• **Tarefas do exercício**
1 > Edite o trecho do texto sobre os SUVs entre "Em países como" e "que se avizinha.", inclusive, trocando "retórica" por "oratória".
2 > Dê continuidade ao texto sobre os SUVs a partir do ponto em que ele termina.

• **Texto de origem**
17/02/2008 17:52:40
Eles bebem demais, poluem e congestionam as ruas além da média, custam caro, são pesadões e por isso tendem a fazer vítimas fatais quando trombam com um veículo de menor porte. Há quem os considere o resultado do cruzamento de um tanque de guerra com um caminhão. Para os ambientalistas, melhor seria chamá-los de sujismundos do clima, tradução livre para a expressão climate pigs, usada com veemência cada vez maior em protestos mundo (desenvolvido) afora. Ganharam popularidade nos EUA há décadas, onde receberam o respeitoso apelido de SUVs, sigla em inglês para a expressão veículos utilitários esportivos, como passaram a ser conhecidos também por aqui. Nos EUA, são mais de 90 milhões de unidades rodando – ou tentando rodar –, com ligeira tendência de queda devido à alta do preço da gasolina e, em menor medida, alguma dose de consciência ambiental resultante da blitz midiática conduzida, em 2007, por Al Gore e o painel climático da ONU.
Em países como França, Inglaterra, Japão e Alemanha, a temperatura do debate público em torno do uso desses veículos também tem aumentado. Na linha de frente desse movimento, o prefeito de Londres e adversário de Tony Blair, Ken Livingstone, já os colocou na mira da sua retórica sempre afiada e prefere chamá-los de os “tanques de Chelsea”, numa referência ao bairro londrino onde viraram moda. Em pesquisa encomendada por Livingstone, sete em cada dez londrinos defendem medidas que desestimulem o uso dos SUVs, em linha com as intenções de Livingstone. Enquanto isso, por aqui... bem, por aqui Al Gore ficaria de cabelo em pé com o cenário que se avizinha.
Em 2007, o volume de vendas desse tipo de veículo cresceu bastante acima da média, já inflada, como se sabe, pela maior oferta de crédito e o barateamento dos importados decorrente da valorização do real. Enquanto a indústria automobilística instalada no País comemora seu recorde histórico de produção, com quase 3 milhões de unidades fabricadas, os emplacamentos dos SUVs nas cidades brasileiras aumentaram nada menos que 41%, chegaram a 108 mil unidades e demonstram uma inequívoca tendência de aceleração. Apenas em janeiro, de acordo com a Federação Nacional da Distribuição de Veículos Automotores (Fenabrave), 10,7 mil novos veículos de grande porte foram emplacados, o que representa um crescimento de 60% em relação a janeiro de 2007. Na cidade de São Paulo, o principal mercado consumidor do País, mais de 3 mil novos carrões ganharam as ruas em janeiro. A situação no caso paulistano é especialmente preocupante; a cidade possui a terceira maior frota de veículos do mundo, com um total hoje superior a 6 milhões de unidades.

• **Trecho do material**
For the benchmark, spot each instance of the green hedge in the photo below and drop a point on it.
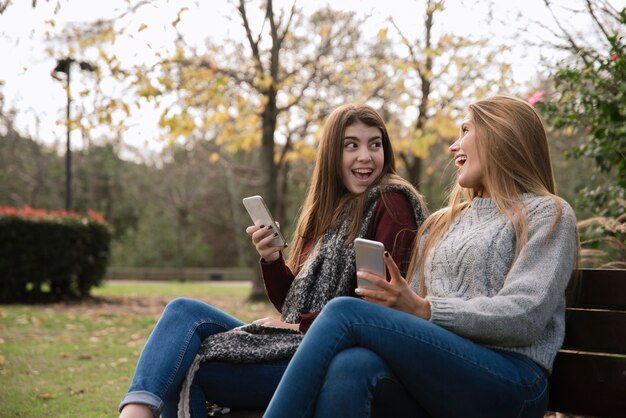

• **Respostas esperadas**
1 >
Em países como França, Inglaterra, Japão e Alemanha, a temperatura do debate público em torno do uso desses veículos também tem aumentado. Na linha de frente desse movimento, o prefeito de Londres e adversário de Tony Blair, Ken Livingstone, já os colocou na mira da sua oratória sempre afiada e prefere chamá-los de os “tanques de Chelsea”, numa referência ao bairro londrino onde viraram moda. Em pesquisa encomendada por Livingstone, sete em cada dez londrinos defendem medidas que desestimulem o uso dos SUVs, em linha com as intenções de Livingstone. Enquanto isso, por aqui... bem, por aqui Al Gore ficaria de cabelo em pé com o cenário que se avizinha.

2 >
Ainda que muitos considerem essa situação inevitável, há quem queira tornar público esse debate e mudar o rumo das coisas. “Esse é um fenômeno que vai na contramão da história. Não é razoável que a indústria automobilística invista nesse segmento, mesmo porque, uma vez no mercado, esses veículos circularão por 20 ou 30 anos”, afirma o físico Luiz Pinguelli Rosa, ex-presidente da Eletrobrás e atual diretor do Coppe, centro de pesquisas ligado a temas ambientais e energéticos da Universidade Federal do Rio de Janeiro. Autor de artigos a favor da proibição do uso dos utilitários, como parte de um esforço para reduzir o consumo de combustíveis fósseis, Pinguelli chama a atenção para o fato de que os utilitários tiveram seu uso deturpado nas últimas décadas. “Usar um veículo desses nas fazendas faz sentido, mas nas cidades não tem lógica nenhuma.”
Na perspectiva das montadoras, as coisas não são bem assim. Espremidas pela concorrência crescente e a alta do custo de matérias-primas como o minério de ferro e o aço, os fabricantes de veículos encontraram nesse segmento um meio de aumentar suas margens de lucro. De acordo com especialistas, a lucratividade chega a 25% na venda de um utilitário, muito acima dos 5% estimados para os veículos ditos populares, o que serve para explicar o fato de os carrões ocuparem posição de destaque nas campanhas publicitárias da indústria automobilística.
Embalados pela sensação de segurança, conforto e distinção social que esse tipo de carro tende a proporcionar, os consumidores sabem que a presença deles nas ruas congestionadas da cidade nem sempre é vista com bons olhos. Por conta disso, têm lá seus argumentos para enfrentar as críticas crescentes. “O trânsito é caótico, a cidade não é bonita, tudo é hostil e perigoso. Estar num Land Rover dá um conforto. Me sinto numa bolha, é isso”, resume Sérgio Brandão, diretor-geral da agência de publicidade G2 Brasil, há dois anos rodando por São Paulo com um modelo da marca inglesa. O campo de visão acima dos demais veículos também ajudaria a passar a idéia de distanciamento dos riscos do asfalto paulistano. A satisfação só não é completa por causa do consumo de combustível, mas ele aguarda inovações tecnológicas para, eventualmente, rever sua posição. “Infelizmente, não há opção no mercado. Eu até trocaria um pouco do design e do conforto para ter um carro mais responsável, mas oferecer isso é uma questão da indústria”, afirma. Nas cidades brasileiras, a situação fica mais grave por conta da precariedade do transporte coletivo, especialmente em relação às linhas de trens e metrôs.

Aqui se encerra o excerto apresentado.